--- PROVIDED MATERIAL ---

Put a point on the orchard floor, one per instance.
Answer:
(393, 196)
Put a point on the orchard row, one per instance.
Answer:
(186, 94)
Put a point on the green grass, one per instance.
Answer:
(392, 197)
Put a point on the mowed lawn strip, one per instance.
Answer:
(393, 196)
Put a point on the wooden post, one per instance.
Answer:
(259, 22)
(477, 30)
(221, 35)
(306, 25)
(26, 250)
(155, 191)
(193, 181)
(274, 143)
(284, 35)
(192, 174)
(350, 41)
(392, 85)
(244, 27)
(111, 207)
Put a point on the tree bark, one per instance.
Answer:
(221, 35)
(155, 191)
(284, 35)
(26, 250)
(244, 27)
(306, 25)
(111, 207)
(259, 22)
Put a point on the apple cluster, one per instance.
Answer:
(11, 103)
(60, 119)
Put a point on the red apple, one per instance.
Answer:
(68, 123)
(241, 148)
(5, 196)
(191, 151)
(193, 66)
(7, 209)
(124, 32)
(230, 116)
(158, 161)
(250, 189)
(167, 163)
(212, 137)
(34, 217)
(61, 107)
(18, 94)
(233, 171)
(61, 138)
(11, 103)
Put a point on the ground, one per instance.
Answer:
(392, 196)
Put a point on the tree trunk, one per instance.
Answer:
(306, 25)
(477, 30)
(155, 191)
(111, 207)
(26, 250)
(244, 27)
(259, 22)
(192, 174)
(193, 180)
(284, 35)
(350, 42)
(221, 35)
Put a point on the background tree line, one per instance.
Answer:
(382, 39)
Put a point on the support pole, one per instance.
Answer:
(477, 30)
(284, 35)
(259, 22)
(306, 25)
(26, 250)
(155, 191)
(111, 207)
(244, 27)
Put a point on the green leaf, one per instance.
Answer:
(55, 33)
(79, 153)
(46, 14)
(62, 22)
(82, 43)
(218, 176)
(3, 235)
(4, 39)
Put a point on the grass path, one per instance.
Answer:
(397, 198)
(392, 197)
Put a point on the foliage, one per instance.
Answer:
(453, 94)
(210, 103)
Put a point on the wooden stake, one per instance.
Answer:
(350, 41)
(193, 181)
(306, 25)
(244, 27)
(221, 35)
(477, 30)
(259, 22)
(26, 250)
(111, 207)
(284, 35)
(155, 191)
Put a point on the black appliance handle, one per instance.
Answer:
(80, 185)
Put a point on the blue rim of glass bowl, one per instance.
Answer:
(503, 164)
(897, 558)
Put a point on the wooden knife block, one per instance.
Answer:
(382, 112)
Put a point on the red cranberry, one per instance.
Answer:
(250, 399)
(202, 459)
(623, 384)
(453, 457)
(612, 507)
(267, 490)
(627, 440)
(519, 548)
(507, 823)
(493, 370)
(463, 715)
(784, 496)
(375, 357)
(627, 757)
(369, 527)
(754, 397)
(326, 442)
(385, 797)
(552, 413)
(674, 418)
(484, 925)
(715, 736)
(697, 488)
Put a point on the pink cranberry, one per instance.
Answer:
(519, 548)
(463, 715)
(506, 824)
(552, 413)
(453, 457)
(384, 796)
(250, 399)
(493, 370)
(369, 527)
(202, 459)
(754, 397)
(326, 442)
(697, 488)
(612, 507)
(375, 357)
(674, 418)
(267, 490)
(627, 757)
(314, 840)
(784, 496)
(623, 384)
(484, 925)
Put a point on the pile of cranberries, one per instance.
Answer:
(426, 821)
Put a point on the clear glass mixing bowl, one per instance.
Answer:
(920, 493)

---

TASK GOAL: Leave out every line before the one containing "Put a point on the ground, one per instance."; set down that line and all remaining lines of the material exactly.

OUTPUT:
Put a point on the ground, one per instance.
Answer:
(392, 196)
Put a point on the tree trunk, one per instance.
Answer:
(306, 25)
(477, 30)
(155, 191)
(111, 207)
(26, 250)
(244, 27)
(259, 22)
(192, 174)
(193, 180)
(284, 35)
(350, 42)
(221, 35)
Put a point on the background tree line, one per instance.
Answer:
(382, 39)
Put a point on the support pole, one per instance.
Answer:
(477, 30)
(284, 35)
(259, 22)
(306, 25)
(26, 250)
(155, 191)
(111, 207)
(244, 27)
Put a point on the green leaf, one per instance.
Answer:
(55, 33)
(79, 153)
(46, 14)
(62, 22)
(82, 43)
(218, 176)
(3, 235)
(4, 39)
Put a point on the grass path, one per instance.
Answer:
(397, 198)
(392, 197)
Put a point on the foliage, one per instance.
Answer:
(453, 94)
(210, 103)
Put a point on the wooden stake, one per instance.
Answer:
(350, 41)
(193, 181)
(306, 25)
(244, 27)
(221, 35)
(477, 30)
(259, 22)
(26, 250)
(111, 207)
(284, 35)
(155, 191)
Put a point on the black appliance handle, one per instance.
Answer:
(80, 185)
Put a point on the blue rim of glass bowl, one per instance.
Answer:
(503, 164)
(897, 558)
Put a point on the wooden knife block, one per instance.
Answer:
(382, 112)
Put a point on the red cranberry, one per instance.
Answer:
(250, 399)
(202, 459)
(623, 384)
(453, 457)
(612, 507)
(267, 490)
(627, 440)
(519, 548)
(507, 823)
(493, 370)
(463, 715)
(784, 496)
(375, 357)
(627, 757)
(369, 527)
(754, 397)
(326, 442)
(385, 797)
(552, 413)
(674, 418)
(484, 925)
(715, 736)
(697, 488)
Put a point on the pink cranberry, one per instance.
Answer:
(519, 548)
(463, 715)
(506, 824)
(552, 413)
(453, 457)
(384, 796)
(250, 399)
(493, 370)
(369, 527)
(202, 459)
(754, 397)
(326, 442)
(697, 488)
(612, 507)
(375, 357)
(674, 418)
(267, 490)
(627, 757)
(314, 840)
(784, 496)
(623, 384)
(484, 925)
Put a point on the pile of cranberries, one per instance.
Answer:
(426, 821)
Put a point on the clear glass mixing bowl, one per instance.
Answer:
(920, 493)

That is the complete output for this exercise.